● Written request
Could you rewrite the records from the line that contains "Pick out the weathered" through the line that contains "Target: weathered wooden beam", changing "wooden beam" to "timber beam" and leaving everything else as it is?

● Materials provided

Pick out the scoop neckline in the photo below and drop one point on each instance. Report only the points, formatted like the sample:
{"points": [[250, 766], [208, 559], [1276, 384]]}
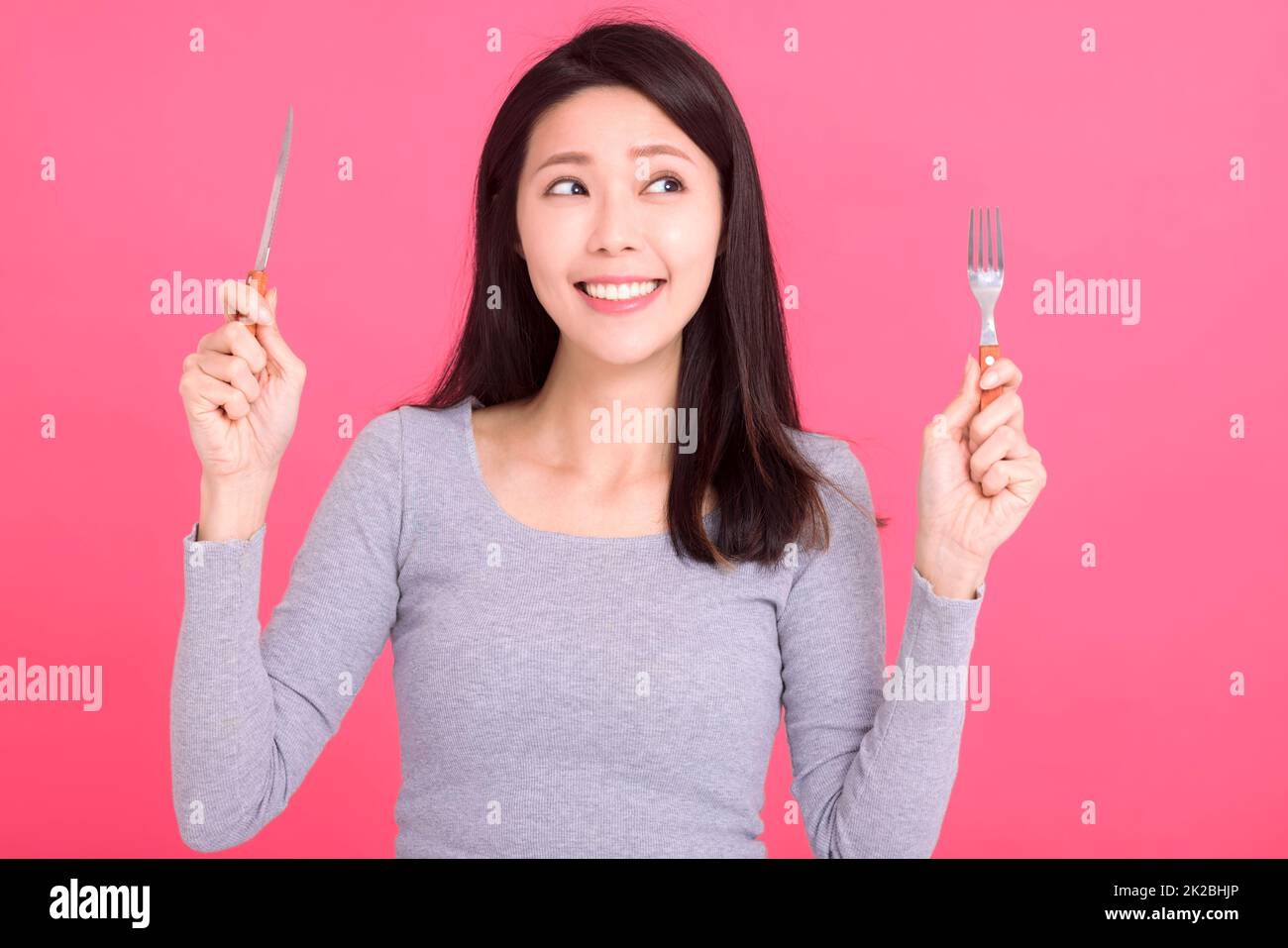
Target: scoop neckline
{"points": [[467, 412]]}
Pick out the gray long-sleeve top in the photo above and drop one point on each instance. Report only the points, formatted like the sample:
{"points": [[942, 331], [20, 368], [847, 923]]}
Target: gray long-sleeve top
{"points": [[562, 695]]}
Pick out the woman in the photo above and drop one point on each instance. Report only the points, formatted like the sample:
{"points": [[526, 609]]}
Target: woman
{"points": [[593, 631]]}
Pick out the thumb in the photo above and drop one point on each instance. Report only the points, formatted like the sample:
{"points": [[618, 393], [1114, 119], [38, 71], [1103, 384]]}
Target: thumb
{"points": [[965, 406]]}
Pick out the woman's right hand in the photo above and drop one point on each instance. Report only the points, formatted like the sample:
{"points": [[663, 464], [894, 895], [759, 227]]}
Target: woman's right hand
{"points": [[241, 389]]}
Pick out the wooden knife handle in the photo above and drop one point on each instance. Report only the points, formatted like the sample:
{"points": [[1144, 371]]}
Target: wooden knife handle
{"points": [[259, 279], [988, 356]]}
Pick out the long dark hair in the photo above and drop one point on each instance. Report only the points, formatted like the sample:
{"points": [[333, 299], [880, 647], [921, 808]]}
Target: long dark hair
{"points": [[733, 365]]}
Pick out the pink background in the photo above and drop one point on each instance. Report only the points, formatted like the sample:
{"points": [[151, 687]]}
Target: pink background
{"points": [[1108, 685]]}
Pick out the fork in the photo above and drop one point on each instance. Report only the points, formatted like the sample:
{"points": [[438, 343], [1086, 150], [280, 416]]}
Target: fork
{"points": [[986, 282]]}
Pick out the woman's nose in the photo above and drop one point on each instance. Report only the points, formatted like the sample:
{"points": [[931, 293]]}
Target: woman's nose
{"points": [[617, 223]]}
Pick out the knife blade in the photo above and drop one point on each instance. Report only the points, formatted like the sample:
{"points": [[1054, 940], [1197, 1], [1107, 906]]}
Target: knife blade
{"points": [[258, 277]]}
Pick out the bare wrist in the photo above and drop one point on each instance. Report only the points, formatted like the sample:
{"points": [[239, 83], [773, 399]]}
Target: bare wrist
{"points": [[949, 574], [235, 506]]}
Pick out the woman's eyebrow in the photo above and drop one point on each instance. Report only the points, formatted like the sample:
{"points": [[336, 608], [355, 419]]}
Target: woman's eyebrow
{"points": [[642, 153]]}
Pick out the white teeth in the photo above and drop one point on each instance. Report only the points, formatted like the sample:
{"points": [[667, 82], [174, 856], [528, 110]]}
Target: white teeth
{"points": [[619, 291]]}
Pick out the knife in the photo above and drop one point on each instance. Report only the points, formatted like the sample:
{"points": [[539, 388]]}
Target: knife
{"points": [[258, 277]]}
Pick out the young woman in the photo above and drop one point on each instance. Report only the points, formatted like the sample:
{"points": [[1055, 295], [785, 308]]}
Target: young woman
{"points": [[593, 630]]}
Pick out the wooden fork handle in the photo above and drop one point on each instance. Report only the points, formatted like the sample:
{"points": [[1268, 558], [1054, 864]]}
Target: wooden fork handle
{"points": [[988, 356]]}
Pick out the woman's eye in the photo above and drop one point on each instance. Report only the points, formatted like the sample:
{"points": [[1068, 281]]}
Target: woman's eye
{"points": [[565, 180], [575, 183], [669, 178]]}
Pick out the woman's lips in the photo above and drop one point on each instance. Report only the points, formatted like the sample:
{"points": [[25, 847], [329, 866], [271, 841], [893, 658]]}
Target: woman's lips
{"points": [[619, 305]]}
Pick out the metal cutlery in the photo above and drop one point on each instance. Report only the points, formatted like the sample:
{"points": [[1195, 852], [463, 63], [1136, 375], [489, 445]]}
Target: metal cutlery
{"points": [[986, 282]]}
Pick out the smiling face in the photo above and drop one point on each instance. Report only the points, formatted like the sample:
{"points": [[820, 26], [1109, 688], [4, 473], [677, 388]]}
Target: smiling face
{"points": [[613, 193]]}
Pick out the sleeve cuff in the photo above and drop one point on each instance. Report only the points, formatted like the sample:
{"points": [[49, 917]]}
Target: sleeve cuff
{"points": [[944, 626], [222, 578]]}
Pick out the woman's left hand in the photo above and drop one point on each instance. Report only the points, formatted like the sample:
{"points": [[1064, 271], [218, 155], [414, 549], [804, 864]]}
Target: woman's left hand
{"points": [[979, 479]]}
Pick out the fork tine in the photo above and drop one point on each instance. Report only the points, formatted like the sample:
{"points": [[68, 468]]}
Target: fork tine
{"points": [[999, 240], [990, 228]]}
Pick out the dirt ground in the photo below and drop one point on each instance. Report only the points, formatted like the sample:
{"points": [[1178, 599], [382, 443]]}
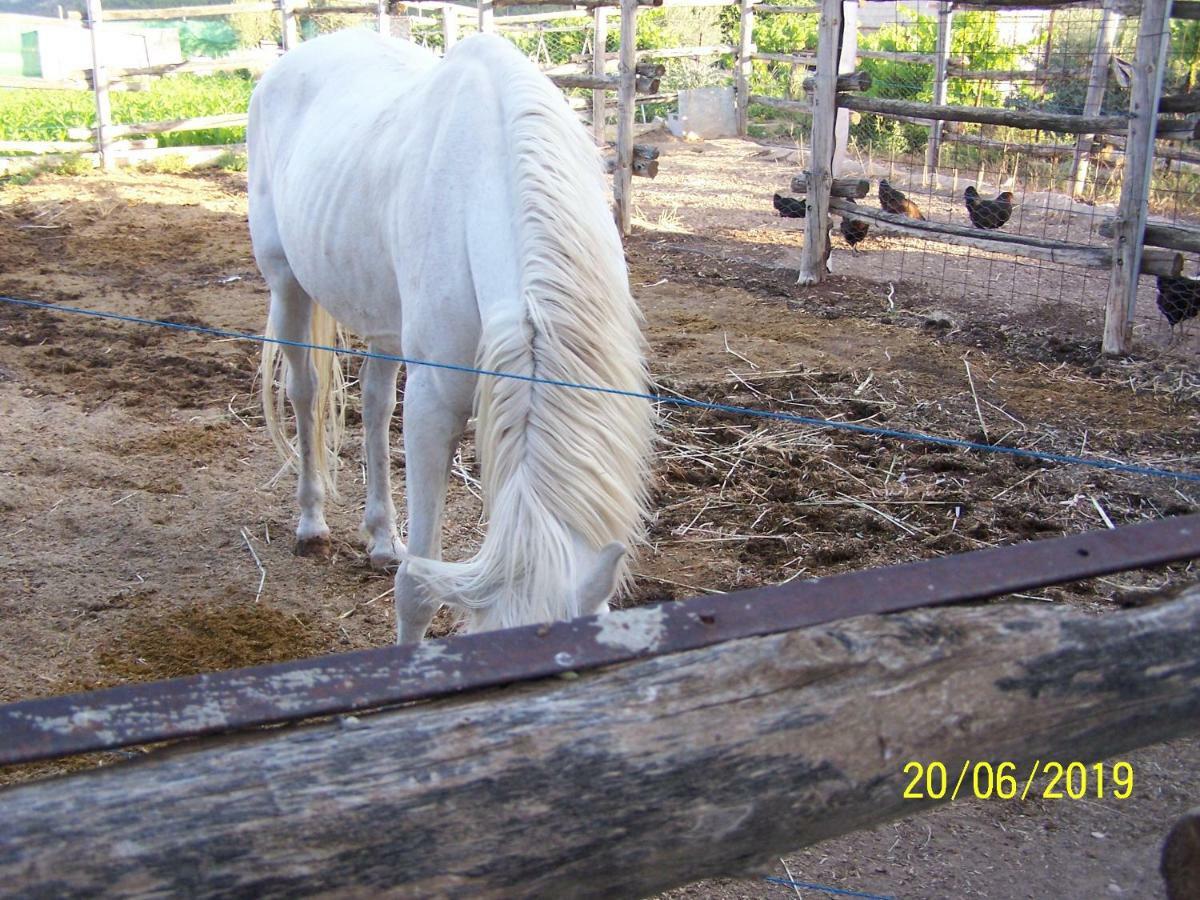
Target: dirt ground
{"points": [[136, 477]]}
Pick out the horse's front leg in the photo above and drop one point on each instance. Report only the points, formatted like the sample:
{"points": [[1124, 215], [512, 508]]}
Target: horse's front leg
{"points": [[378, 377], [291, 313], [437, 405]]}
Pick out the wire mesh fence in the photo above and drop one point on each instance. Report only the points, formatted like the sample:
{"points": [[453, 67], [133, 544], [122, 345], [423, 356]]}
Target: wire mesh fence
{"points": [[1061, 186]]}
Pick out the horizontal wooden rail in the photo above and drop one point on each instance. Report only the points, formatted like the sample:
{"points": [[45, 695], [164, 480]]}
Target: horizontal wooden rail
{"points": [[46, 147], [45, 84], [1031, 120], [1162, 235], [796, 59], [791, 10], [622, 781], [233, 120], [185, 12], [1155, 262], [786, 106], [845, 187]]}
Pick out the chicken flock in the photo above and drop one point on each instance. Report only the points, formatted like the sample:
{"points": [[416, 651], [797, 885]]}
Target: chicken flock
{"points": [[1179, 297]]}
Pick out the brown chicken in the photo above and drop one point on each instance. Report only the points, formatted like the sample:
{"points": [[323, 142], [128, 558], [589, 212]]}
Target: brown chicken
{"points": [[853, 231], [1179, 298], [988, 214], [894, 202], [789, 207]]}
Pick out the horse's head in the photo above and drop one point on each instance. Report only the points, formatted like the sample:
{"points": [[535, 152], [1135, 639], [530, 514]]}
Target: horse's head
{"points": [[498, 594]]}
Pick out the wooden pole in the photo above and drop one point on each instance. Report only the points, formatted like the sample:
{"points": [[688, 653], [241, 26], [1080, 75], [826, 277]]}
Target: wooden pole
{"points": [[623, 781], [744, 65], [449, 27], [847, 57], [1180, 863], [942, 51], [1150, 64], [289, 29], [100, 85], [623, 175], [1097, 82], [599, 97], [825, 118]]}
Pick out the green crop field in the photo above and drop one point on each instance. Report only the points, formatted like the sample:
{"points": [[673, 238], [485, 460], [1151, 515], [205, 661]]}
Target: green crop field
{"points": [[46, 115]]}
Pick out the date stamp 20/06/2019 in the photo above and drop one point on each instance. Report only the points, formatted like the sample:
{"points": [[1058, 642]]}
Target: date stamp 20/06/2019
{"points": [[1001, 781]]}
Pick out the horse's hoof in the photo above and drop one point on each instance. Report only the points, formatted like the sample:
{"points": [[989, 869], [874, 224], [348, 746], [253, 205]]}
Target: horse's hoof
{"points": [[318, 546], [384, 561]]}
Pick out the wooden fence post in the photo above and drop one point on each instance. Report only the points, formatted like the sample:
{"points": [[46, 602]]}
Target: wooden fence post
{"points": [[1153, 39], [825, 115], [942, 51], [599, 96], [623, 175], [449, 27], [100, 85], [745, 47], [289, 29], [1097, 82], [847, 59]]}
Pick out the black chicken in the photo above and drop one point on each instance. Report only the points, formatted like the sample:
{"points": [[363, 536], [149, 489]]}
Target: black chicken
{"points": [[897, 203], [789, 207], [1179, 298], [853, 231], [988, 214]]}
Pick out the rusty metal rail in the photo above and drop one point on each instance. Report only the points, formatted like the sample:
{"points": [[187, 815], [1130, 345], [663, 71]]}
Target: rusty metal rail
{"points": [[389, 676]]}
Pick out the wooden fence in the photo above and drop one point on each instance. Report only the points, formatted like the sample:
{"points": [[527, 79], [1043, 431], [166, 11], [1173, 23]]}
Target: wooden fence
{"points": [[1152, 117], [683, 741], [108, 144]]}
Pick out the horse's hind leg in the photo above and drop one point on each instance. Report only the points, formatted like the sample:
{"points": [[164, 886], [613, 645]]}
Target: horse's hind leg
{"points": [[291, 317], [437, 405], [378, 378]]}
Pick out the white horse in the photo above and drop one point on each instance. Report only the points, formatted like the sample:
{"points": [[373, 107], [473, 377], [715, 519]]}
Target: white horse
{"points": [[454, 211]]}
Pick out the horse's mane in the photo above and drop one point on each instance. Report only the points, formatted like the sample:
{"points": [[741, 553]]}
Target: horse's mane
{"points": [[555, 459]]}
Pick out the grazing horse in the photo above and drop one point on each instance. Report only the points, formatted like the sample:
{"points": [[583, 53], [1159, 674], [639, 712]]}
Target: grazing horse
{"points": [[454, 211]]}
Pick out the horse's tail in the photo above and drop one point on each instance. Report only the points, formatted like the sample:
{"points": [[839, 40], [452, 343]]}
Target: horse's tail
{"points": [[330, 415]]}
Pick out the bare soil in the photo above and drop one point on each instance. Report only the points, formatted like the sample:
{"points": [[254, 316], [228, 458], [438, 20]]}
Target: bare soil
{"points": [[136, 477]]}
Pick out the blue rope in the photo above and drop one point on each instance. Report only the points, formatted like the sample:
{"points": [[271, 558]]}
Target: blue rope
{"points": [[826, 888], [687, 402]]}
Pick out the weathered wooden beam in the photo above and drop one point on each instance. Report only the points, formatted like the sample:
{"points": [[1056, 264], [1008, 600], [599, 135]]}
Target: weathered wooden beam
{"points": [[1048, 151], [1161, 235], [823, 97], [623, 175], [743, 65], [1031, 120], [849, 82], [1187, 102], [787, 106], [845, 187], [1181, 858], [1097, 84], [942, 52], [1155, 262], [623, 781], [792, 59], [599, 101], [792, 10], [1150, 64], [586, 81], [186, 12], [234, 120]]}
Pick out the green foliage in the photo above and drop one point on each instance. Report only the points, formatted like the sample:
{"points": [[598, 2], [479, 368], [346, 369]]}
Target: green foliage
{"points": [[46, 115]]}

● Exercise response
Pick out the weathered timber beam in the photo above and drop one point on each instance. Report only the points, formatted like the sample:
{"points": [[1056, 264], [1008, 600], [599, 135]]}
Target: weathered timber beam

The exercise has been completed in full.